START Supplied records
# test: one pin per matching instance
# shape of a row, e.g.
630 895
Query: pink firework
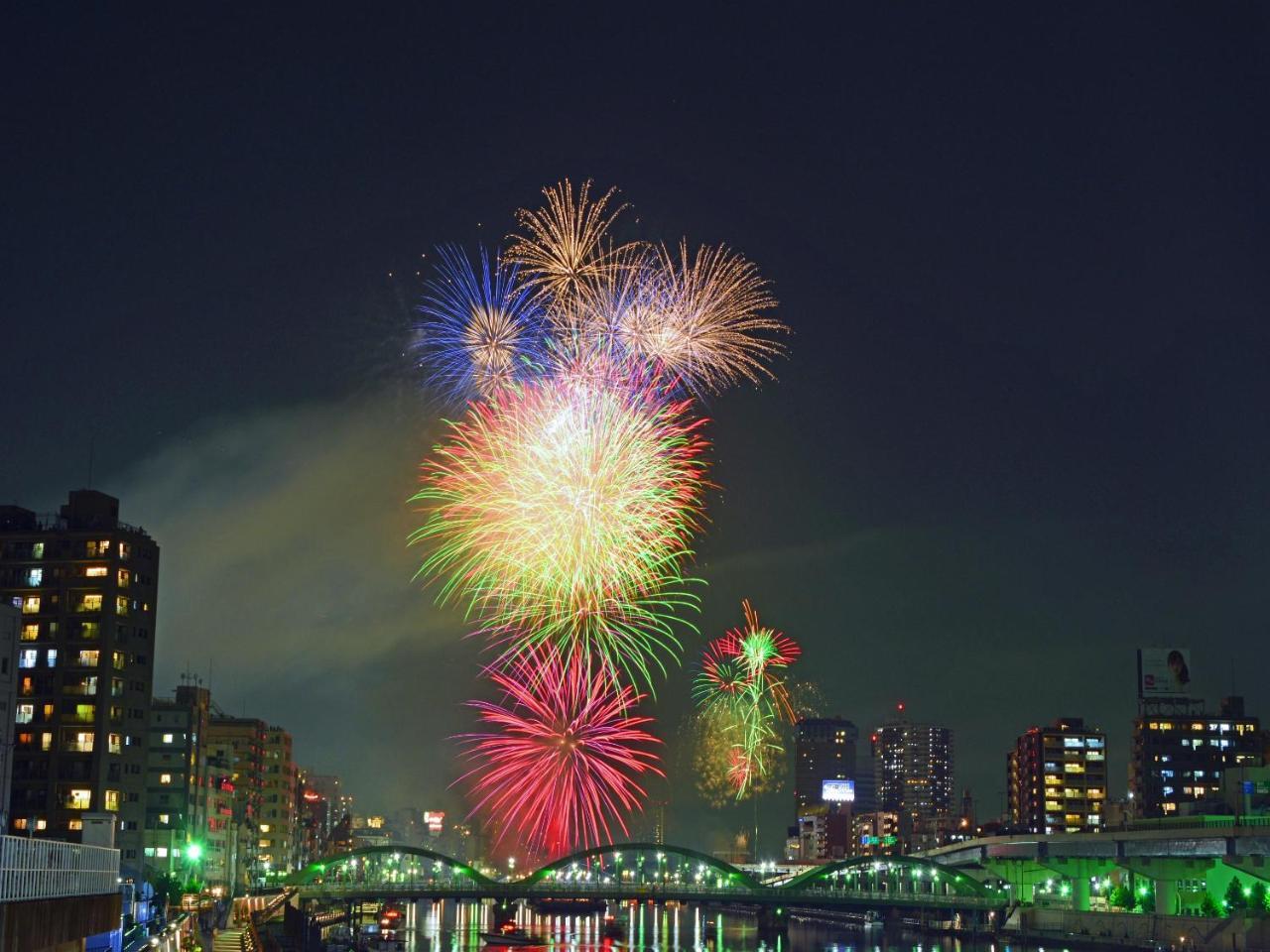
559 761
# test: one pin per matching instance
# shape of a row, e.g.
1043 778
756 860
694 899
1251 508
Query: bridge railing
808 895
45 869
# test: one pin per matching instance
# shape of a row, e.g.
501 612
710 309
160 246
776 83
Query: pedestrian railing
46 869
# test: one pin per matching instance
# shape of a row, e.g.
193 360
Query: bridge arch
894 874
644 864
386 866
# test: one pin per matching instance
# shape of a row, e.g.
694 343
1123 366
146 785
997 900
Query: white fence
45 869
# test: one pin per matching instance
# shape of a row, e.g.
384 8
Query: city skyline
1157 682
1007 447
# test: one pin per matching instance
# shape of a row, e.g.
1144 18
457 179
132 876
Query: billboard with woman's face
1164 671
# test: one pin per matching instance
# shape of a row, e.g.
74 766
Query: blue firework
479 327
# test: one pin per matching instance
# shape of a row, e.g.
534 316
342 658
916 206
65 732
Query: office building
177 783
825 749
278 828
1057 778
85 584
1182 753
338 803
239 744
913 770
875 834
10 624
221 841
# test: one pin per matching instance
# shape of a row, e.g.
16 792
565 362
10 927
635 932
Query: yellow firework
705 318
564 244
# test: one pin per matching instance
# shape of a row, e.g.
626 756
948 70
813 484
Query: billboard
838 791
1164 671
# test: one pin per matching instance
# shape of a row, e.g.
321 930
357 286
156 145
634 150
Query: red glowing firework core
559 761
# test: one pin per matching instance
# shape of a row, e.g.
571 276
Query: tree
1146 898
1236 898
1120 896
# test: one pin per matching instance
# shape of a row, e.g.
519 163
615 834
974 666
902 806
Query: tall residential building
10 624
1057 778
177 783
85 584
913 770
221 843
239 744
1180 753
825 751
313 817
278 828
END Supplied records
Brief:
Please repeat every record above exactly, leaving the pictures out.

Result for this exercise:
# test: one pin per matching instance
# shape of a row, e.g.
630 895
Query: pink firework
559 761
# test: one pin per matching instance
# shape of a row, e.g.
1043 778
756 860
694 899
1251 508
Query: bridge railing
808 895
45 869
# test: one pin per matching instance
# shape of a row, e.g.
501 612
710 309
160 246
776 83
Query: pedestrian railing
46 869
# test: one pin per matching instance
# shape of a row, e.g.
193 360
Query: bridge arch
894 874
644 864
386 866
# test: one pin per matching instance
# shape of a row, e.g.
694 343
1123 366
146 785
997 900
Query: white fence
45 869
# test: one pin per matching instance
# shape of a row, e.g.
384 8
Query: city skyline
1157 682
1007 447
# test: one pin per matching instance
# shape of a row, e.g.
1144 18
457 179
132 876
Query: billboard with woman's face
1164 671
# test: one pin per matching instance
# shape of a row, e.g.
74 766
Query: blue firework
479 327
# test: one pin per matching instance
# shape of a row, e.g.
534 316
342 658
916 206
65 732
Query: office building
177 783
825 749
278 828
1057 778
85 584
1182 753
338 803
239 744
913 770
875 834
10 624
221 841
# test: one pin per matching instance
# shape of a row, e.g.
16 792
565 362
10 927
635 932
Query: yellow firework
705 318
564 244
# test: one pin per matching instance
# shape of a row, e.g.
626 756
948 70
813 484
Query: billboard
838 791
1164 671
# test: one pin per matching instance
# shape of a row, e.g.
321 930
357 286
156 145
634 150
Query: red glowing firework core
559 761
# test: one pin per matching instance
# shape of a row, e.g.
571 276
Query: tree
1146 898
1236 898
1120 896
# test: one pin per matching instance
# shape of a row, e.g.
519 163
615 834
974 666
902 806
Query: tall residential building
10 624
1057 778
177 783
85 584
913 770
221 843
239 744
1180 753
825 751
313 817
278 828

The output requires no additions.